Problem: Recast the part of the records that opens at their start and closes with the line containing "[312,208,341,218]", both ends included, as a two-column CSV with the headers input and output. Give one row per record, with its text and its answer each in a single quoted field and line breaks turned into spaces.
━━━━━ Given information ━━━━━
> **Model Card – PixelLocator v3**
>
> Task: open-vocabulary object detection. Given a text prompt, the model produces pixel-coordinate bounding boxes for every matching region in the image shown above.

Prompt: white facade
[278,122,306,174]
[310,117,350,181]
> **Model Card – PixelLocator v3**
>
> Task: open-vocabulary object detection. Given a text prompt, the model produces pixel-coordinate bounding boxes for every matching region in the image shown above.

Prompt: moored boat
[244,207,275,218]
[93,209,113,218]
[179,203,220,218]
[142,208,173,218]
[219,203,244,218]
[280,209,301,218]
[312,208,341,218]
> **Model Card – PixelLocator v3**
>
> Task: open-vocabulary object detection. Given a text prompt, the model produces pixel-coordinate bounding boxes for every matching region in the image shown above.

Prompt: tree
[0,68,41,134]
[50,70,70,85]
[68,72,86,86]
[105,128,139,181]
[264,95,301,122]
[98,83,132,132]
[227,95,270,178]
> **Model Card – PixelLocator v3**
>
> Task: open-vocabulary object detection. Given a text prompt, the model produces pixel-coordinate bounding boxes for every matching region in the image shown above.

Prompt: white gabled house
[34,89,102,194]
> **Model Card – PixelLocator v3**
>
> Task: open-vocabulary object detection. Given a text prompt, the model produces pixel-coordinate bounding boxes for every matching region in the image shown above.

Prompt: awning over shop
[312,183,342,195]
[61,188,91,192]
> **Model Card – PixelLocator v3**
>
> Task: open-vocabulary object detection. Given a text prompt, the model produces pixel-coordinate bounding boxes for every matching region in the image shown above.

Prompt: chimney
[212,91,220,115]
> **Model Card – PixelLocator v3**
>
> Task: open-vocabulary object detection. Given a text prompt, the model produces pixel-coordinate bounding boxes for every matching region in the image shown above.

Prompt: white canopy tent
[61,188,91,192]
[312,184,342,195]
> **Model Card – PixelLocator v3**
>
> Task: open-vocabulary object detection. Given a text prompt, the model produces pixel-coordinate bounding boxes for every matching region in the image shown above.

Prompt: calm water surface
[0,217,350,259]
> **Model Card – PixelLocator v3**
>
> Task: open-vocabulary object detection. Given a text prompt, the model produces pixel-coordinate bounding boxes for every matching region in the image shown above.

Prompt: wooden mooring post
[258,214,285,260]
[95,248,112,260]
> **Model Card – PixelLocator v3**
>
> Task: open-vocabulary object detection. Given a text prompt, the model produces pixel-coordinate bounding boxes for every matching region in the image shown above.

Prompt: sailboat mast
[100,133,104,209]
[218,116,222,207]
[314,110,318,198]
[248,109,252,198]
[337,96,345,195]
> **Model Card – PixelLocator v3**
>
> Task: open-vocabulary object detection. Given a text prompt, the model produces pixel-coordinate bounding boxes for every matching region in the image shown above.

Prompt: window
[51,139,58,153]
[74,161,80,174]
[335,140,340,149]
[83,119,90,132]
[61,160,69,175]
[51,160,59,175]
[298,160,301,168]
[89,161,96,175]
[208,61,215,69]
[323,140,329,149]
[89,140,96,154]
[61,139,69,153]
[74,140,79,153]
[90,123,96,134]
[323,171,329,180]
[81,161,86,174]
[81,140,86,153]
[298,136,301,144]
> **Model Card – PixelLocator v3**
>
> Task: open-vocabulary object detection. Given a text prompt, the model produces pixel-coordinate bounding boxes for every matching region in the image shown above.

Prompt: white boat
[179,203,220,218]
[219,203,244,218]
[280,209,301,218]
━━━━━
Final answer:
input,output
"> **Model Card – PixelLocator v3** > > Task: open-vocabulary object detection. Given a text prompt, the model produces pixel-coordinate bounding boxes for every matching region in the image shown above. Prompt: white facade","[278,122,306,174] [310,117,350,181]"
"> **Model Card – PixelLocator v3** > > Task: open-vocabulary object detection. Given a text prompt, the model produces pixel-coordinate bounding boxes for every matching region in the image shown above. Prompt: moored boat","[244,207,275,218] [93,209,113,218] [179,203,220,218] [142,208,173,218] [219,203,244,218] [280,209,301,218] [312,208,341,218]"